→ **Extracted text**:
============================================================

10/18/2021 of COVID-19 Life

These current COVID times are odd. We live as if the disease does not exist, with constant reminders that it does.

During the worldwide shutdown, you see, our family shuttered into itself; not eating out, not going out, not accepting human interaction or even packages. Our norm is to eat homemade most of the the time but I felt too scared of the risk to try any food prepared in a restaurant.

Contrast to now: we get takeout at least once a week, go out for shopping or school, and visit family and friends and receive them. I no longer make the kids wait a whole day before opening boxes we’ve received. Our new norm is whatever we need based on energy level and access to the kitchen from unpacking/organizing.

I see friends and relatives going on vacations, attending school dances, and watching sports from a crowded stadium.

A football game at the University of Utah stadium.

I feel like everyone thinks and acts like we’re all normal. Then… every time I have an OB/GYN appointment, I must mask, sanitize, and declare my cleanliness from COVID at check-in. Many businesses require their employees to wear a mask; many politely demand or request the same from clientele. My Twofacebook feed hosts shaming and statistics messages against unvaccinated folks OR staunch personal freedom and risk messages in favor of never complying with vaccine regulations.

Unfortunately, I also see occasional posts about this person who has passed away or that person who is struggling in the hospital and could use prayers. Fortunately, I have yet to experience a close family member’s being sick with COVID.

I have had one coworker test positive. She was vaccinated. She described her experience as, “having a bad cold that went on and on;” she’d also lost her sense of taste and smell.

============================================================

→ **Recorded information**:
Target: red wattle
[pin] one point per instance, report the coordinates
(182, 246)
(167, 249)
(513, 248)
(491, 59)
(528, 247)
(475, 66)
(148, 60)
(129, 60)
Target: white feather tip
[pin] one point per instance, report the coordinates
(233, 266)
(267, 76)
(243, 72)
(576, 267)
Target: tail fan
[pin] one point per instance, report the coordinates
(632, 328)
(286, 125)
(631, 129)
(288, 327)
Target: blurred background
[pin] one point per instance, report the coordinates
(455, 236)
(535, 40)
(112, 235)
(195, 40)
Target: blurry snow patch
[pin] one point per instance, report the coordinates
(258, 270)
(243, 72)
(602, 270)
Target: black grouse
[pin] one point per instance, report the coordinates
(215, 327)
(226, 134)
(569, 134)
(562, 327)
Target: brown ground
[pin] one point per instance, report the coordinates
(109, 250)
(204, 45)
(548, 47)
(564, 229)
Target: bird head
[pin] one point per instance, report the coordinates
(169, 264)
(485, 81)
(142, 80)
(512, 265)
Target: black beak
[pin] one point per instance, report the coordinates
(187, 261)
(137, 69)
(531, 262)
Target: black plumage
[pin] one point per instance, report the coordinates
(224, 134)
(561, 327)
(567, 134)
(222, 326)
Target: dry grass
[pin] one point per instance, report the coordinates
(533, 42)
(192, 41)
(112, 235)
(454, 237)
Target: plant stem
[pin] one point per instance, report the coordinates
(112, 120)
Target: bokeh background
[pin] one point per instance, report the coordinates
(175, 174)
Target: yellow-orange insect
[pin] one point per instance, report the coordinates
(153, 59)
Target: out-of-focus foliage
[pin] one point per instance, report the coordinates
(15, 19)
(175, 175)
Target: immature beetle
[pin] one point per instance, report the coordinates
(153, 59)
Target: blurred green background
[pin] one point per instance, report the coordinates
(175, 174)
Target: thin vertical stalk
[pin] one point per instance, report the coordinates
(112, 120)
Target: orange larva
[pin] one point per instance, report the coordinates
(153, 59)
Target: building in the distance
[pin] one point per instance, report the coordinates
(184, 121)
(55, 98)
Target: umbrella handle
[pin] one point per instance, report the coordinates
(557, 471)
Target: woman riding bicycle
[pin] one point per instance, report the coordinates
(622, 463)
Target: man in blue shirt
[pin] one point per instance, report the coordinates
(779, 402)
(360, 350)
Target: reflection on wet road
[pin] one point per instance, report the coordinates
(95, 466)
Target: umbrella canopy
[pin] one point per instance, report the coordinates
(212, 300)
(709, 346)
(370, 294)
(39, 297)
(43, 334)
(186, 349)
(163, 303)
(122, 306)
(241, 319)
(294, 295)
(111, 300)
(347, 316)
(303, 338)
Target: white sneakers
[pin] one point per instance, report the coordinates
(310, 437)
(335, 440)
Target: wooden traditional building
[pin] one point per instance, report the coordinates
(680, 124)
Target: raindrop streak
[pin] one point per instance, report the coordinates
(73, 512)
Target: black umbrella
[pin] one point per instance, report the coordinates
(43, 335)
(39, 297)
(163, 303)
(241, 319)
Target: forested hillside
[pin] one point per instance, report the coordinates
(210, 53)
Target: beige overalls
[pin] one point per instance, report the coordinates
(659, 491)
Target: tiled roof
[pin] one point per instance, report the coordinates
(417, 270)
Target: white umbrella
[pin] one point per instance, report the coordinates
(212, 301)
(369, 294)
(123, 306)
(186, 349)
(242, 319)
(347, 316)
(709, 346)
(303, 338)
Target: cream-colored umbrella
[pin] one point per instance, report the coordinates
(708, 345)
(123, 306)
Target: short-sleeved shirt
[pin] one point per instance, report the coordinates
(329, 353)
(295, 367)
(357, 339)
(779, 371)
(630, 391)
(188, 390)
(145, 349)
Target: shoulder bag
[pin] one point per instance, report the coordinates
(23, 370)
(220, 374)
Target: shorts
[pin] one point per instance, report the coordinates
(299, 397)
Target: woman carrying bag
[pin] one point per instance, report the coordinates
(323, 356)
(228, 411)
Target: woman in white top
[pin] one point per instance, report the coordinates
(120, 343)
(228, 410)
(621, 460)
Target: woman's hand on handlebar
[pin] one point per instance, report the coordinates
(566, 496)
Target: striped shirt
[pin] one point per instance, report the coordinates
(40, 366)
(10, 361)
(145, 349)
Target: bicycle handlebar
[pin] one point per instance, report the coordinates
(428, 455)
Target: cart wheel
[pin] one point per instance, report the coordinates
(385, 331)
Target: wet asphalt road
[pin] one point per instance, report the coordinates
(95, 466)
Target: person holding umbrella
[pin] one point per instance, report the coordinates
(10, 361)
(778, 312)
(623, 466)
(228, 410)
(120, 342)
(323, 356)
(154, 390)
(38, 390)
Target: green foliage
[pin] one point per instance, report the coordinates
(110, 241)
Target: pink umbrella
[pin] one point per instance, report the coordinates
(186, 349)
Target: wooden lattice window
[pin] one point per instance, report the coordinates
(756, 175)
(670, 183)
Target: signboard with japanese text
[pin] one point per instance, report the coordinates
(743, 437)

============================================================

→ **Work order 1**:
Answer these questions about the post on life during COVID-19.
(a) During the shutdown, what did the family refuse to accept along with human interaction?
(b) How often does the family now get takeout?
(c) Which two senses did the coworker who tested positive lose?
→ **Work order 2**: Rewrite the part of the post on life during COVID-19 starting with "A football game" and going on through "sick with COVID.", replacing "employees" with "staff".

→ **Answer section 1**:
(a) Packages
(b) At least once a week
(c) Taste and smell

→ **Answer section 2**:
A football game at the University of Utah stadium.

I feel like everyone thinks and acts like we’re all normal. Then… every time I have an OB/GYN appointment, I must mask, sanitize, and declare my cleanliness from COVID at check-in. Many businesses require their staff to wear a mask; many politely demand or request the same from clientele. My Twofacebook feed hosts shaming and statistics messages against unvaccinated folks OR staunch personal freedom and risk messages in favor of never complying with vaccine regulations.

Unfortunately, I also see occasional posts about this person who has passed away or that person who is struggling in the hospital and could use prayers. Fortunately, I have yet to experience a close family member’s being sick with COVID.